▶ [Information supplied]:

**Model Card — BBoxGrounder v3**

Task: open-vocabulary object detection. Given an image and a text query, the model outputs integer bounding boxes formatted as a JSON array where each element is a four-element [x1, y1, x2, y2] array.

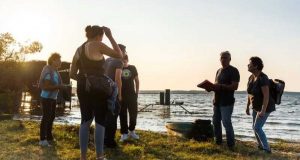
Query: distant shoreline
[[140, 90, 300, 94]]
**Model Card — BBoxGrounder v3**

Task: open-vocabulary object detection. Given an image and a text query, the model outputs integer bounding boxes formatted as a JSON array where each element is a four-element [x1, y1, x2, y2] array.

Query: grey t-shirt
[[214, 66, 240, 106], [104, 58, 123, 81]]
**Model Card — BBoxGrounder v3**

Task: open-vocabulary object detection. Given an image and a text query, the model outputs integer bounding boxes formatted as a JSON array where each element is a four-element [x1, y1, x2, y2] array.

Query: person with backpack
[[120, 52, 140, 142], [38, 53, 64, 146], [246, 57, 275, 153], [104, 44, 126, 148], [70, 25, 122, 160]]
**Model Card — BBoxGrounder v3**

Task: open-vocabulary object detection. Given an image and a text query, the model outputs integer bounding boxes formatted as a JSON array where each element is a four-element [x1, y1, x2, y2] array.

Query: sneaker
[[39, 140, 51, 147], [104, 140, 118, 148], [129, 131, 140, 139], [120, 134, 128, 142], [263, 149, 272, 154]]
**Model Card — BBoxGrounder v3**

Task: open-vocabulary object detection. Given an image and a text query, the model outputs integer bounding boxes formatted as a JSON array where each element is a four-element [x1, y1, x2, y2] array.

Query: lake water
[[15, 92, 300, 142]]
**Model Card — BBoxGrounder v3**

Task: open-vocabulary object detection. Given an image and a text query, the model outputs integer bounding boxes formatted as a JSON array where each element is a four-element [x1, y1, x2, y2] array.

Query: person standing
[[213, 51, 240, 150], [104, 44, 125, 148], [70, 25, 122, 160], [120, 51, 140, 142], [246, 57, 275, 153], [38, 53, 63, 146]]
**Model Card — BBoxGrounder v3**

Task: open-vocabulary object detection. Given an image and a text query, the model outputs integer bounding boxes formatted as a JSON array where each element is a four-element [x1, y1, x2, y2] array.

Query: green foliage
[[0, 120, 300, 160], [0, 33, 43, 62]]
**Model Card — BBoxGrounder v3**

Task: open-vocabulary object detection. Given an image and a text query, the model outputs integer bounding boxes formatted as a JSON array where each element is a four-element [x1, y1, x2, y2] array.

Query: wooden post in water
[[159, 92, 165, 105], [165, 89, 170, 105]]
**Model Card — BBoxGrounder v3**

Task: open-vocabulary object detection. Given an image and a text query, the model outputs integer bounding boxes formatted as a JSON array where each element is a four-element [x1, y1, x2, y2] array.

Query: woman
[[39, 53, 63, 146], [70, 26, 122, 160], [246, 57, 275, 153], [119, 52, 140, 142]]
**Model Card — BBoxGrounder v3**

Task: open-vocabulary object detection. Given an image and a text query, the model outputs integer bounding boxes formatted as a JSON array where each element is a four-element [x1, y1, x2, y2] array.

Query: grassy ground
[[0, 120, 300, 160]]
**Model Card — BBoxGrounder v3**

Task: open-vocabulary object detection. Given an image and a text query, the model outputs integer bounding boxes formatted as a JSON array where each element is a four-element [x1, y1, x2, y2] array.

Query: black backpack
[[269, 79, 285, 104]]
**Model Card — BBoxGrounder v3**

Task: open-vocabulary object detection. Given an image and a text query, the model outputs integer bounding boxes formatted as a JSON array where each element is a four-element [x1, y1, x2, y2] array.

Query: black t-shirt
[[247, 73, 275, 112], [122, 65, 138, 99], [214, 66, 240, 106]]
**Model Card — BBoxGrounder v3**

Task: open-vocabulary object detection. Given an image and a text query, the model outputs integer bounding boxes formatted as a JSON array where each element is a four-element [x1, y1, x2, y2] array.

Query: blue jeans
[[213, 105, 235, 147], [252, 110, 270, 151], [107, 83, 118, 115]]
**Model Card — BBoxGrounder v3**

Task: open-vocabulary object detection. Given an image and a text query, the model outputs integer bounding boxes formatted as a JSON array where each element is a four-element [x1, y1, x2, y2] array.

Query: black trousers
[[77, 79, 107, 126], [120, 98, 138, 134], [40, 98, 56, 141], [104, 100, 122, 143]]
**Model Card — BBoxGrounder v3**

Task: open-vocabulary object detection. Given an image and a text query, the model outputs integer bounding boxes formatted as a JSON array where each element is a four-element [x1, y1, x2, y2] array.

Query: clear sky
[[0, 0, 300, 91]]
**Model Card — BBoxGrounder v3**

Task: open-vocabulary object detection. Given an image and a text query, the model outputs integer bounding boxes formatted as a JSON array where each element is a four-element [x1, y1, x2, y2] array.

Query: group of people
[[39, 25, 139, 160], [207, 51, 275, 153], [39, 25, 275, 160]]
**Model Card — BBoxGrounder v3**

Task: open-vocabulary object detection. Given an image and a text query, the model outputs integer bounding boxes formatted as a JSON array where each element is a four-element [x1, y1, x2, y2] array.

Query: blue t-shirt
[[41, 71, 59, 100]]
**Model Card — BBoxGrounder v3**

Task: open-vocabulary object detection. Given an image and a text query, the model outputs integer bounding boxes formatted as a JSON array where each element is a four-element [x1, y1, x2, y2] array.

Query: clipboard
[[197, 80, 215, 91]]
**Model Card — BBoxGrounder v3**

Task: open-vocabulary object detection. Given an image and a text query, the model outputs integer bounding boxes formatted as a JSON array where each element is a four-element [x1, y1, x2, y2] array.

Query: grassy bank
[[0, 120, 300, 160]]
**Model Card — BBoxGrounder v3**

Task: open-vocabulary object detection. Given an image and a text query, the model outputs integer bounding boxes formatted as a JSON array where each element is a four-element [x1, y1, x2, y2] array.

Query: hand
[[118, 95, 122, 102], [205, 88, 212, 92], [246, 107, 250, 115], [258, 111, 265, 117], [103, 26, 112, 38]]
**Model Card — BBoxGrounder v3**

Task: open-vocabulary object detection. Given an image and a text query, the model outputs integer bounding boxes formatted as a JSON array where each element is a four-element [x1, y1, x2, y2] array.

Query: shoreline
[[0, 120, 300, 160]]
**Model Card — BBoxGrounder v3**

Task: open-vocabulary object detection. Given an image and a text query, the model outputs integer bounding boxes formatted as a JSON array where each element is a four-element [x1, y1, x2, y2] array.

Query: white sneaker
[[120, 134, 128, 142], [39, 140, 51, 147], [129, 130, 140, 139]]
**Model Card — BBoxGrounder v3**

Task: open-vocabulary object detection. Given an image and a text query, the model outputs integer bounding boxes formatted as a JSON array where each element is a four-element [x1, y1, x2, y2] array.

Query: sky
[[0, 0, 300, 92]]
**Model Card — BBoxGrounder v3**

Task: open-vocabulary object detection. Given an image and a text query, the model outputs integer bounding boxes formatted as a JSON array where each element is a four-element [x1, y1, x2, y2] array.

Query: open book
[[197, 80, 215, 91]]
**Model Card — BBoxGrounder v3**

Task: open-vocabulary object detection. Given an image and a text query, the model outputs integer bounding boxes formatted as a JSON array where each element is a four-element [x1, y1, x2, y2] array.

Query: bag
[[37, 65, 62, 90], [269, 79, 285, 104], [85, 75, 114, 96], [79, 43, 114, 96]]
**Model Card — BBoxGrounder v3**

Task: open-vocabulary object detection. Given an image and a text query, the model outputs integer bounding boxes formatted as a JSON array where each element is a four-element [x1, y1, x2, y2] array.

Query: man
[[120, 55, 140, 142], [104, 44, 125, 148], [213, 51, 240, 150]]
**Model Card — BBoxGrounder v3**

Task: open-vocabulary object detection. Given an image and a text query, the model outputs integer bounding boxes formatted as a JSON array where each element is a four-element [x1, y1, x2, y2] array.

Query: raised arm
[[100, 26, 123, 59], [69, 49, 79, 80], [115, 68, 122, 101]]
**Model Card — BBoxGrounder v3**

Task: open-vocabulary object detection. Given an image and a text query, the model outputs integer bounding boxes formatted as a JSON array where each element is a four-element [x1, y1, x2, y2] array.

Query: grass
[[0, 120, 300, 160]]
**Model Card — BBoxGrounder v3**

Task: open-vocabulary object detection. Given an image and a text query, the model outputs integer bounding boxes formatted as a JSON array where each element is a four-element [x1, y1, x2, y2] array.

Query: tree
[[0, 33, 43, 62]]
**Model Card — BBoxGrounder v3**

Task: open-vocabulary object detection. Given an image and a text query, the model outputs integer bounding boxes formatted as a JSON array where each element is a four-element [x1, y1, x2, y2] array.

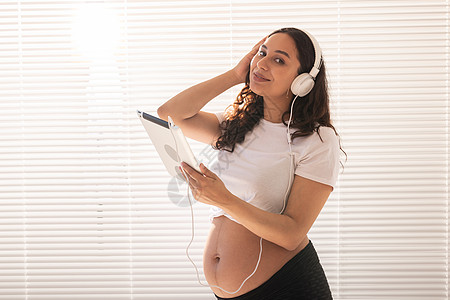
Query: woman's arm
[[183, 164, 333, 250], [157, 38, 265, 144]]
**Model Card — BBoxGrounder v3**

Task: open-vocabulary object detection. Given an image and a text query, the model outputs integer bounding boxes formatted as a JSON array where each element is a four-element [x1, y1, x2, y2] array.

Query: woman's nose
[[256, 57, 268, 70]]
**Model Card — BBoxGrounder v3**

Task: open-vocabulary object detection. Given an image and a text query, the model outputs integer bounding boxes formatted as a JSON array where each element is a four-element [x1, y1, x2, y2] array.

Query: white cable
[[168, 95, 298, 295], [280, 95, 298, 214], [168, 116, 262, 295]]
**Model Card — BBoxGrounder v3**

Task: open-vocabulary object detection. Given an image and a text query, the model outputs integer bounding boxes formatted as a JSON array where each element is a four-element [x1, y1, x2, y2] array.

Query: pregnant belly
[[203, 216, 308, 298]]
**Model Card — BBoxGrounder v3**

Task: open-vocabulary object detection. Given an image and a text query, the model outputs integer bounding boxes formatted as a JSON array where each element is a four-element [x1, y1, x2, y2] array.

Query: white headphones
[[291, 30, 322, 97]]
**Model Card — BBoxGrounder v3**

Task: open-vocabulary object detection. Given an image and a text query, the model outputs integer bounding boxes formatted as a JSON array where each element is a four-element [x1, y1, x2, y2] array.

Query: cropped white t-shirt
[[209, 113, 340, 220]]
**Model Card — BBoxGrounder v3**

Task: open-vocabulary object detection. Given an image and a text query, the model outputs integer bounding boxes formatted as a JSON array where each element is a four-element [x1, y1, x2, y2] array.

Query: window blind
[[0, 0, 449, 300]]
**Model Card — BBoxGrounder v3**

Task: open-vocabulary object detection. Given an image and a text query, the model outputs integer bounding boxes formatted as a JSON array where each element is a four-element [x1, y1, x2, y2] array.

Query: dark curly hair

▶ [What to work on]: Scale the items from the very first line through the line containing "[[15, 92, 300, 142]]", both included, and give those lines again with their requests. Multiply every bounding-box coordinate in the answers by 2.15 and round to whole numbers, halves up, but leave all numbers in the requests and the format description unchanged. Leave out the pictures.

▶ [Answer below]:
**Model Card — BBoxGrounder v3**

Task: open-vocabulary object detection. Given an image and a text query, the model outputs integer bounding boxes formatted as a JSON array where each element is a four-element [x1, y1, x2, y2] array.

Query: distant shoreline
[[301, 194, 645, 202]]
**Model Card — BBoxGrounder v3**

Task: open-vocabulary object detection. Given an image and a text query, the model outputs integer bounding boxes formatted as a JSON array where each element is a four-element [x1, y1, x2, y2] array.

Query: grey t-shirt
[[460, 142, 516, 228], [224, 125, 264, 174]]
**Model Card — BBoxGrounder v3**

Task: open-vocabulary object detection. Given an image and a text query, the model outputs integer bounding boxes formatted as a JSON array where each element is a four-element [x1, y1, x2, y2] array.

Query: person with backpack
[[258, 112, 301, 305], [82, 114, 138, 314], [529, 123, 591, 329], [224, 95, 271, 318], [151, 54, 262, 344]]
**Model Card — BBoxGrounder v3**

Task: open-vocabulary object detection. Given an image and a text query, the model outputs integer bounding boxes formatted as a JSON array where each element is a four-element [x1, y1, x2, y2] array.

Query: sneaker
[[84, 301, 110, 316], [224, 301, 254, 318], [277, 282, 301, 299], [258, 288, 275, 305], [565, 320, 585, 331]]
**Model Card — BBoxGrounder v3**

Task: open-vocabulary object detection. Given an image and a text query, the model outputs integer bounding boxes formatted as a JSON array where each element is a four-element [x1, y1, x2, y2] array.

Query: lake water
[[32, 198, 645, 305]]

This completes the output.